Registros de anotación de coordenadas
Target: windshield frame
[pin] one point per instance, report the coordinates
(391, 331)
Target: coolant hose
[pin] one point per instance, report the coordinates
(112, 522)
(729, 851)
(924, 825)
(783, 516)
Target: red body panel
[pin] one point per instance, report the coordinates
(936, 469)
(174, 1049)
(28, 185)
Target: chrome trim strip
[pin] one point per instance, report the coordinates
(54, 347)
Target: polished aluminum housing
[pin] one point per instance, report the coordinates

...

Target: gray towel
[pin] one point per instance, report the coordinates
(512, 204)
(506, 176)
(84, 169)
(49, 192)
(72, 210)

- [REQUISITOS DEL EJERCICIO]: Extrae de las entradas cada línea en la que aparezca la palabra "Target".

- [EN RESPUESTA]:
Target: windshield frame
Target: coolant hose
Target: red body panel
Target: chrome trim strip
Target: polished aluminum housing
Target: gray towel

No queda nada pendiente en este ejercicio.